■ **Exercise**: Reproduce all of the data below with each occurrence of "noun phrase" renamed to "descriptive phrase" and everything else left unchanged. Omit the pictures from your output.

[Location identification items]
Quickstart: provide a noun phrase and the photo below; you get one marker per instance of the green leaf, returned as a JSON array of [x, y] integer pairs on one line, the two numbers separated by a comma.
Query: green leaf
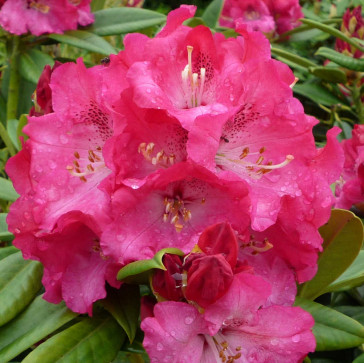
[[359, 359], [343, 238], [7, 191], [20, 280], [341, 59], [124, 306], [7, 251], [352, 277], [12, 127], [330, 74], [32, 63], [292, 57], [23, 120], [317, 93], [5, 235], [39, 320], [84, 40], [95, 340], [212, 13], [124, 20], [332, 330], [333, 31], [143, 266]]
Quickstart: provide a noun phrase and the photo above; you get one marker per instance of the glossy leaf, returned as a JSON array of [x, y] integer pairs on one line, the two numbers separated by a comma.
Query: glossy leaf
[[5, 235], [84, 40], [359, 359], [95, 340], [40, 319], [333, 31], [12, 127], [124, 306], [343, 237], [332, 330], [20, 280], [352, 277], [341, 59], [292, 57], [7, 191], [32, 63], [7, 251], [317, 93], [140, 267], [124, 20], [212, 13], [334, 75]]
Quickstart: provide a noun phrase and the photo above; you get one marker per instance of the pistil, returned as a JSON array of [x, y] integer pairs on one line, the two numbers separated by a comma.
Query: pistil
[[176, 213], [193, 83]]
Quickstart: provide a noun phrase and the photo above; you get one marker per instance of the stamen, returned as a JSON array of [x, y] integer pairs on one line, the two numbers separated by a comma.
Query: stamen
[[255, 169], [193, 83], [81, 169], [174, 212], [161, 158]]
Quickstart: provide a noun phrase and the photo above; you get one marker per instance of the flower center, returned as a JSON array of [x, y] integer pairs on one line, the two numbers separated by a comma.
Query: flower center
[[176, 213], [193, 83], [222, 350], [39, 6], [254, 246], [160, 158], [236, 158], [86, 165]]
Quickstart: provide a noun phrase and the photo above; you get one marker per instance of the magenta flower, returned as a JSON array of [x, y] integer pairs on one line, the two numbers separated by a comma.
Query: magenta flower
[[205, 77], [268, 16], [171, 211], [350, 188], [44, 16], [61, 211], [234, 329], [75, 269]]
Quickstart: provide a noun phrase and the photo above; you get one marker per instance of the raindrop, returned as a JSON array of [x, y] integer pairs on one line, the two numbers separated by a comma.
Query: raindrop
[[63, 139]]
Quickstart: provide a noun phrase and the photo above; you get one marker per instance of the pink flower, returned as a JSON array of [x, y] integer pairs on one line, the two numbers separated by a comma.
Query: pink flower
[[234, 329], [204, 70], [42, 96], [268, 16], [171, 211], [350, 189], [75, 269], [44, 16], [61, 211]]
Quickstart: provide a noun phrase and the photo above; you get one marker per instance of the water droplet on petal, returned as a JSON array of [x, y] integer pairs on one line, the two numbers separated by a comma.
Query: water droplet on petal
[[63, 139]]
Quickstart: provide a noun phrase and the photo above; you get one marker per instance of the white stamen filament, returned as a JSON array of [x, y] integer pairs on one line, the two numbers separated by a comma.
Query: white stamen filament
[[193, 83]]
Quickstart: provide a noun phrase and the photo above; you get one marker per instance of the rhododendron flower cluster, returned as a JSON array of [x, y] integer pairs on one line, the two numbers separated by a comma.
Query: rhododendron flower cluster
[[268, 16], [44, 16], [350, 187], [186, 140]]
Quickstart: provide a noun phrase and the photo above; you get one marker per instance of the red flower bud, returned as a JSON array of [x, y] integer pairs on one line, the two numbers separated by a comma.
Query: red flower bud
[[208, 279], [220, 238], [168, 284]]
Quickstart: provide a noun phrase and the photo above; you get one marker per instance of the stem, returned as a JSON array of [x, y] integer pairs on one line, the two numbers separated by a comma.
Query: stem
[[4, 135], [357, 101], [13, 91]]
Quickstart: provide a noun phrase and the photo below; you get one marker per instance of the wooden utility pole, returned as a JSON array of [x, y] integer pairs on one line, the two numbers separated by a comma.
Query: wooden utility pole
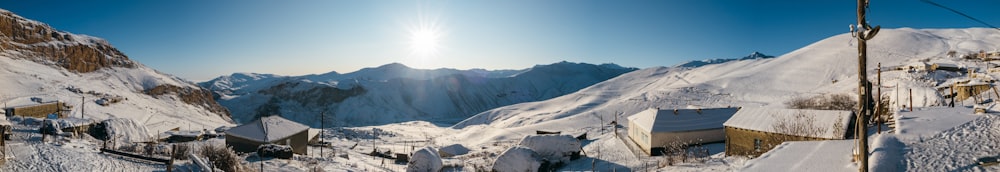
[[82, 102], [878, 100], [863, 34], [322, 119]]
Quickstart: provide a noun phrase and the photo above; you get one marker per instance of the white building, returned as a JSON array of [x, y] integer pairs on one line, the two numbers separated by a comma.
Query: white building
[[653, 129]]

■ **Response below**:
Quickstart: provide a descriptive phrase and the photo below; you get one marker per instance of the green leaf, returned as a JSON array of [x, y] integer pairs on one line, the two numbers separated by a comma.
Query: green leaf
[[359, 359], [343, 238], [7, 191], [20, 280], [341, 59], [124, 306], [7, 251], [352, 277], [12, 127], [330, 74], [32, 63], [292, 57], [23, 120], [317, 93], [5, 235], [39, 320], [84, 40], [95, 340], [212, 13], [124, 20], [332, 330], [333, 31], [143, 266]]
Quickstart: provide a descriptive phrase and the photo above; you get one marker per instance of the glossy leaf, returned as a JSON array of [x, y] integer pairs on one line, the two numbers separated by a comma.
Query: glossy leaf
[[5, 235], [84, 40], [359, 359], [95, 340], [40, 319], [333, 31], [12, 127], [124, 306], [343, 237], [332, 330], [20, 280], [352, 277], [341, 59], [292, 57], [7, 191], [32, 63], [7, 251], [317, 93], [140, 267], [124, 20], [212, 13], [334, 75]]
Quickstart: provide a descriptive phrase and the photo above; you get one marker per instance of the pistil, returned as a JSON array of [x, y] integer pairs on one line, the two numbers separated by a comma.
Query: pistil
[[176, 213], [193, 83]]
Quickstart: provide a descriptive phrase and the photo above; you get one marker per instance of the stamen, returned as a JSON array of [x, y] integer pairs on one line, the two numbers separated by a comma.
Query: stamen
[[255, 169], [193, 83], [81, 169], [174, 212], [161, 158]]
Quickstart: provide a descriptive phrase and the photo above; you get one marker per instance of the flower center, returned as a JSON array of [x, y] integer pairs on one line, the two numbers separated by a comma.
Query: flower center
[[176, 213], [193, 83], [222, 350], [39, 6], [254, 246], [160, 158], [236, 158], [86, 165]]
Quickstart: provide a descriptive phrase and the photo above; you get one marker per instance of the magenta flower, returned as a JSON array of [x, y] integer pairs on one line, the two numbers separated by a comma.
Query: magenta flower
[[205, 77], [268, 16], [171, 211], [350, 188], [44, 16], [61, 211], [234, 329], [75, 269]]
Quickstart: provide a descriptive phrase and the photo above; you get one marker per instance of the raindrop, returned as a JSON array of [x, y] integer pairs on one line, the two numbers separated by a comma.
Query: raindrop
[[63, 139]]
Quickstart: provide a descriptive phrase and the photo above; you get one marker per instance of the pink flower, returned as a JSON array of [x, y] integer pairs on one line, the two numbers separated by a comma.
Query: pink flower
[[234, 329], [204, 70], [42, 96], [268, 16], [171, 211], [350, 189], [75, 269], [44, 16], [61, 211]]
Quickstart: provide a descriptive phrase and the photo above; you get one marker per instance of the water droplet on petal, returned as a JSON array of [x, y] integer pairs on one line, the two numbers separated by a comma.
Query: water droplet on petal
[[63, 139]]
Quickstart: provide a descriptive phrase and the photo above; you get one marker per instance of the white stamen filament, returned as a JSON array of [x, y] integer pairs on one line, the two numbers separated by a comma.
Query: white stamen filament
[[193, 83]]
Quickstart: provide a descriptive phrase and the photo above; you get one marker per instance of the rhododendron flower cluster, returned as a JSON array of [x, y] integer pairs on one line, the two numbers separated by a comma.
Query: rhododendron flower cluster
[[268, 16], [44, 16], [350, 187], [186, 140]]
Quickstart: provide a descriptive phrase and the photo above; you get one marker per instance of the red flower bud, returned as a JSON array of [x, y] integer pairs on one line, the two numbers separated by a comma.
Query: red flower bud
[[208, 279], [220, 238], [168, 284]]
Quickstart: provide a descriptive phrase and the photo above; you get one marker per instance of the stem, returned as a JSON array of [x, y] integer pairs on one line, the two numbers separated by a comma.
Query: stem
[[4, 135], [357, 101], [13, 91]]
Quickstart: provide a descriptive phrase and the photo below; you get one marker per instance of the wooden utility pole, returned as a JSON array of [x, y] integer pairs on one line, the two numbers separated by a comma.
Query: wooden utility pole
[[82, 102], [878, 100], [863, 34], [322, 119]]
Quickstart: provide a descriptive phrase and the photo above; you get one marker per instance of the white building, returned as a JSON array of [x, y] integer pairs on one line, the two numbers separated by a comma.
Query: white building
[[653, 129]]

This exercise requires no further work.